Named-object pointing items:
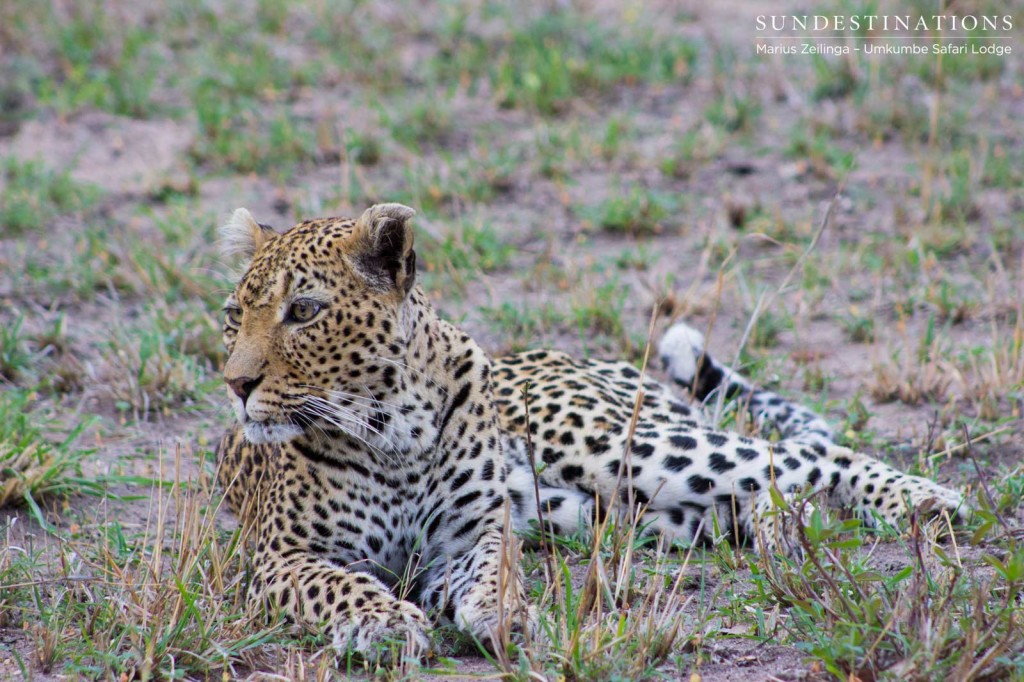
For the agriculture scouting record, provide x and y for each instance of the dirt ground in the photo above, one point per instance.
(902, 321)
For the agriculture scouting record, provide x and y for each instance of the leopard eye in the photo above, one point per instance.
(232, 315)
(303, 310)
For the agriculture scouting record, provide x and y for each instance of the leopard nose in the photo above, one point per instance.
(244, 386)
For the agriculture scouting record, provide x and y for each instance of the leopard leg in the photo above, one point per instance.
(691, 367)
(357, 611)
(480, 590)
(856, 481)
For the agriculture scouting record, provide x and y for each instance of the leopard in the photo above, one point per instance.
(381, 456)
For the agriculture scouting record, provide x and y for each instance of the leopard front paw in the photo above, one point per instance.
(375, 632)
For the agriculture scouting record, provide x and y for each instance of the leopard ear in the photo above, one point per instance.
(383, 252)
(242, 236)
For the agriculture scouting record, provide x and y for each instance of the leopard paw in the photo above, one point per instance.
(680, 350)
(376, 632)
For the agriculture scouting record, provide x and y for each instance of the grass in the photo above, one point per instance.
(637, 212)
(34, 468)
(33, 196)
(163, 601)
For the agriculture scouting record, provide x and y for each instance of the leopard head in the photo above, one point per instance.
(312, 329)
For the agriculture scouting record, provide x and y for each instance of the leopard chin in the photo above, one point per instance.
(259, 433)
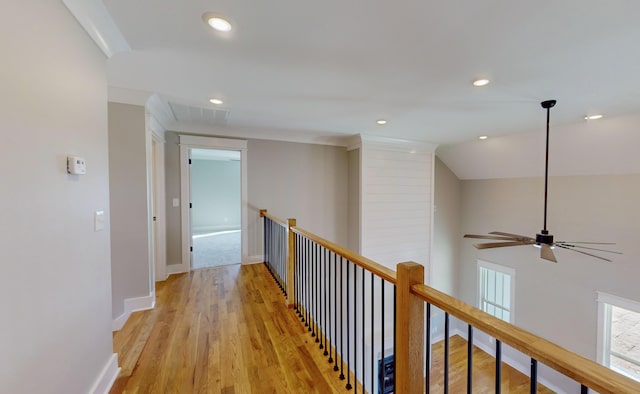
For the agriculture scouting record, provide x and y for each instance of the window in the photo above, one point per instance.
(496, 290)
(619, 334)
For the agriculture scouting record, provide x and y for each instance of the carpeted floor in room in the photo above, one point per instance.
(216, 248)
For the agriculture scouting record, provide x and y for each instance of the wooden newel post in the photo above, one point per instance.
(291, 264)
(409, 353)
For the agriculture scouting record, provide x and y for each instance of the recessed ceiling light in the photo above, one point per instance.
(217, 21)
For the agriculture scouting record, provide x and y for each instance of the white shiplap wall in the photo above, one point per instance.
(396, 200)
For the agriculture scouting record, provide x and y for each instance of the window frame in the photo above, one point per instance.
(605, 302)
(512, 293)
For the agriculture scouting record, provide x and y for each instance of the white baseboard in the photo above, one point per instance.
(133, 305)
(254, 259)
(107, 377)
(175, 269)
(521, 367)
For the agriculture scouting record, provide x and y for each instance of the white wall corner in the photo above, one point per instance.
(254, 259)
(398, 144)
(353, 142)
(133, 305)
(97, 22)
(160, 112)
(107, 377)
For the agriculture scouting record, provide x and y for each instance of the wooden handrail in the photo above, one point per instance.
(380, 270)
(265, 214)
(576, 367)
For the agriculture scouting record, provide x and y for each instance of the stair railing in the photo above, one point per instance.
(370, 321)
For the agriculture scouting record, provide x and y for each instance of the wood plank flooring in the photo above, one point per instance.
(228, 330)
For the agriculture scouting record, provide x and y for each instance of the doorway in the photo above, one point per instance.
(215, 208)
(219, 226)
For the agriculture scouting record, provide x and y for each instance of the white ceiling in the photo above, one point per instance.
(333, 67)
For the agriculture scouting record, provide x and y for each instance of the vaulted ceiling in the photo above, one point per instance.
(332, 68)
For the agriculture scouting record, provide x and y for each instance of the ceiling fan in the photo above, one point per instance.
(543, 240)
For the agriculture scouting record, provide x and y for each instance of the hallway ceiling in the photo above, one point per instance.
(336, 67)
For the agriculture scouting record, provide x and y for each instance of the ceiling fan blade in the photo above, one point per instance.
(499, 238)
(592, 243)
(546, 253)
(570, 245)
(580, 251)
(517, 236)
(501, 244)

» **WHAT IS BEING ASKED**
Copy every line of the items above word for word, without the pictures.

» **EXPECTED ANSWER**
For the agriculture scouting record, provide x and y for each instance of the dirt ground in the photo above, one point per instance.
(902, 321)
For the agriculture scouting record, provide x and y for each instance of the leopard eye in the photo above, one point per instance.
(232, 315)
(303, 310)
For the agriculture scouting record, provide x and y for each instance of the leopard nose in the photo above, one point per instance.
(244, 386)
For the agriculture scouting record, provide x and y for each instance of the leopard leg in the photo above, one point per instance.
(691, 367)
(357, 611)
(480, 590)
(856, 481)
For the agriculture scouting record, provide x and y for each instance of the leopard in the photo above, one point per instance.
(381, 456)
For the agriculture scouting record, provide x and y for each instance of the leopard front paw in the photo above, one point per instance.
(375, 632)
For the agriculture scouting record, provide x and y for each instance of the leopard ear in the photo above, one point per instance.
(383, 252)
(242, 236)
For the agriculture scouting record, provide x and y for each instance of the leopard paw in the photo above, one point per instance.
(680, 350)
(376, 632)
For the agriculture scouting record, provide x and y for each instance of the grass in the photo above, one point per instance.
(637, 212)
(34, 468)
(33, 196)
(163, 601)
For the agriculture scouting record, provide x and y for each instance of the leopard head in the photo above, one point per instance.
(312, 329)
For the agriculture scouting record, provide x and y for each instance of the leopard chin in the photo above, one point per instance.
(259, 433)
For the agriculture scouting record, provide x and y for each instance of the window in the photo above, one point per instance.
(496, 290)
(619, 334)
For the agriculture scouting record, provide x and y for each instance of the carpeted floor in room in the photo above, one point per instance.
(216, 248)
For the agriculture scouting record, provide x and y for each instance of the wooden newel post in the photo above, one point per instance.
(291, 264)
(409, 353)
For the agriculture scouting record, provide x and y for each instance of the recessed ceiling light in the photo above, one point per instance.
(217, 21)
For the agriculture scouting record, provide x and y for each instance of the white shiplap wall in the photo above, one point per instance.
(396, 200)
For the agriculture scouting record, provide x and y for each instance of the window frame in the photo above, one point per instance.
(605, 302)
(512, 293)
For the agriculture scouting record, provide x and y for each instance of the white baseboard in the photo above, one point per instance.
(133, 305)
(254, 259)
(107, 377)
(175, 269)
(521, 367)
For the agriculture scouting record, provide x and y for each instance of the white wall corner in the photo above, one point per instance.
(254, 259)
(398, 144)
(353, 142)
(133, 305)
(97, 22)
(160, 112)
(107, 377)
For the agriculture scouting record, provide x and y for each instance of the wooden handrail in the photo above, one point per instance.
(380, 270)
(265, 214)
(576, 367)
For the agriculture scouting record, provide x and y for each instance of the stair railing in the photo above, one point per instance.
(370, 321)
For the agriculture scouting record, provide x and y for each instance of the wood plank flooring in the photo above, one point per instance.
(228, 330)
For the agriculture scouting record, provide x and y for each instance of the doorway in the photo above, one point per instance.
(215, 208)
(219, 226)
For the agriculture scouting record, provide x and y for each instance of the white ceiling in the photo above, one point per instance.
(333, 67)
For the agriculture scouting record, provide x and y for each instance of the vaulted ceiling in the photo above, one point per instance.
(332, 68)
For the agriculture scouting record, provide x and y for each instance of the ceiling fan in the photo above, one point per instance.
(543, 240)
For the agriculture scouting record, provide x and y for each instance of the hallway ceiling in the photo above, one point per instance.
(336, 67)
For the agriculture scouting record, provide x and y for each instance of the ceiling fan blade in the photo above, one point per instance.
(499, 238)
(592, 243)
(546, 253)
(570, 245)
(580, 251)
(517, 236)
(501, 244)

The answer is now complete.